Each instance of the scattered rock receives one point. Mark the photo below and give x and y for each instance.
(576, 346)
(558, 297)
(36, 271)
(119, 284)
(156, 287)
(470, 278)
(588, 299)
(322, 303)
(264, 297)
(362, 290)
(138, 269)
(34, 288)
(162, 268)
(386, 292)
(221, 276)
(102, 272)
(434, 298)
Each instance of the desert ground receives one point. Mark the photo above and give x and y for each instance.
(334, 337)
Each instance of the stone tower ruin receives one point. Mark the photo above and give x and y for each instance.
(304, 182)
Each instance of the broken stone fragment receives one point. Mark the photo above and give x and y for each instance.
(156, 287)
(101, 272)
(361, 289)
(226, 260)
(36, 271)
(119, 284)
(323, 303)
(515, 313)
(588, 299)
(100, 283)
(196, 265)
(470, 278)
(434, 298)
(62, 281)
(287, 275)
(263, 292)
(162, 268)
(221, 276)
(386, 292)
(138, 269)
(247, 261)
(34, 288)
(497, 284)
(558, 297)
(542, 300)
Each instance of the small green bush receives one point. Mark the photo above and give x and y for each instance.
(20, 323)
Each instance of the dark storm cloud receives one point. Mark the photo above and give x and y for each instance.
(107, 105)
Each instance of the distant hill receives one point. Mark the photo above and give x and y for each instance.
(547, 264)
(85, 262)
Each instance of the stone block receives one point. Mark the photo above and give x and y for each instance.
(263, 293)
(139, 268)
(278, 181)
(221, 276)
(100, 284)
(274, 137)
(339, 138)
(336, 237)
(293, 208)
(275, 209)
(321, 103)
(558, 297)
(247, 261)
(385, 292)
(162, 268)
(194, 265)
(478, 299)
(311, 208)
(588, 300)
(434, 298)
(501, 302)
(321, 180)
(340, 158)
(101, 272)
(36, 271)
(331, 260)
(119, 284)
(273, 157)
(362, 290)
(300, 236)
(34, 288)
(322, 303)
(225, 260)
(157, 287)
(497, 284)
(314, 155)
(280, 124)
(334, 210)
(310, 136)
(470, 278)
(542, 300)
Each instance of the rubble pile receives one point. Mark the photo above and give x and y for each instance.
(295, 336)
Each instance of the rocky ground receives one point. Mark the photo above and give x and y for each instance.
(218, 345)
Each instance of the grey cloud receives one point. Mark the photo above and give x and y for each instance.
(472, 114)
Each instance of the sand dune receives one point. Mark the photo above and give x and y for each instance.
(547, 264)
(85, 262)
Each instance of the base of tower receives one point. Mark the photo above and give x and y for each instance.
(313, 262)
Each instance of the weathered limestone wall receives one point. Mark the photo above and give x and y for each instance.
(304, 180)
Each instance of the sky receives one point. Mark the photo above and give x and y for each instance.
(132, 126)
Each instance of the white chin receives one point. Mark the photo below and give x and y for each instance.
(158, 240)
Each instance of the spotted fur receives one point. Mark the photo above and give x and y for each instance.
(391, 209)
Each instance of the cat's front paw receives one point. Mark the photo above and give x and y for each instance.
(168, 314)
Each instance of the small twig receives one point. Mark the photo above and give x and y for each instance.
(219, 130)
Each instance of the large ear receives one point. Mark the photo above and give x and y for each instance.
----
**Exercise directions:**
Please reproduce every line shown above, exactly as written.

**Exercise solution:**
Each instance of the scattered rock receives one point. Mark the photo below and give x and y for each instance.
(576, 346)
(558, 297)
(36, 271)
(119, 284)
(156, 287)
(470, 278)
(588, 299)
(322, 303)
(264, 297)
(362, 290)
(138, 269)
(34, 288)
(162, 268)
(386, 292)
(221, 276)
(102, 272)
(434, 298)
Each instance of the desert ground receives one point. Mark the photo above and give x and y for each instance.
(334, 337)
Each instance of the stone tower ruin receives one point. Mark the photo above and give x and y for each instance.
(304, 182)
Each instance of the broken stone fragment receives one point. Mark the photo above and give x and y for each instance.
(156, 287)
(101, 272)
(361, 289)
(226, 260)
(36, 271)
(119, 284)
(323, 303)
(515, 313)
(588, 299)
(100, 283)
(196, 265)
(470, 278)
(434, 298)
(62, 281)
(287, 275)
(263, 292)
(162, 268)
(221, 276)
(386, 292)
(138, 269)
(247, 261)
(34, 288)
(497, 284)
(558, 297)
(542, 300)
Each instance of the small green bush receives one point. Mark the photo above and give x and y for each instance.
(20, 323)
Each instance of the dark storm cloud receives one point. Mark the photo above and give x and y for each instance.
(107, 105)
Each instance of the distant hill receives one point. Mark the photo above and give x and y for each instance.
(547, 264)
(85, 262)
Each instance of the stone block receives one point. Mark the photo above and give x and y for each instance.
(263, 293)
(139, 268)
(278, 181)
(221, 276)
(100, 284)
(274, 137)
(339, 138)
(336, 237)
(293, 208)
(275, 209)
(321, 103)
(558, 297)
(247, 261)
(385, 292)
(162, 268)
(194, 265)
(478, 299)
(311, 208)
(588, 300)
(434, 298)
(501, 302)
(321, 180)
(340, 158)
(101, 272)
(36, 271)
(331, 260)
(119, 284)
(273, 157)
(362, 290)
(300, 236)
(34, 288)
(322, 303)
(225, 260)
(157, 287)
(497, 284)
(314, 155)
(280, 124)
(334, 210)
(310, 136)
(470, 278)
(542, 300)
Each instance of the rubble pile receives one point. Mark the photo above and give x and y for each instance.
(295, 336)
Each instance of the rocky ground receives one point. Mark the photo above and give x and y for each instance.
(218, 345)
Each instance of the grey cloud receives one point. Mark the photo above and give x and y for each instance.
(472, 114)
Each instance of the sand dune receives one point. Mark the photo above and give x and y for each instance.
(547, 264)
(85, 262)
Each instance of the base of tower receives one point. Mark the photo above and give x and y for each instance.
(313, 262)
Each instance of the weathered limestone wall receives one point. Mark the photo above and give x and y for each instance.
(304, 180)
Each instance of the sky receives one point. Mark the photo above and give x and y for each instance.
(132, 126)
Each instance of the white chin receives one point. Mark the photo below and give x and y for each instance.
(158, 240)
Each instance of the spotted fur receives one point. Mark the photo above and give x and y for each instance.
(391, 209)
Each instance of the cat's front paw receives one point. Mark the photo above and give x and y for each instance.
(168, 314)
Each instance of the small twig receives one point. Mark the photo above and give x and y for each instance.
(219, 130)
Each instance of the large ear receives one point. Mark the photo above and give x and y for each instance.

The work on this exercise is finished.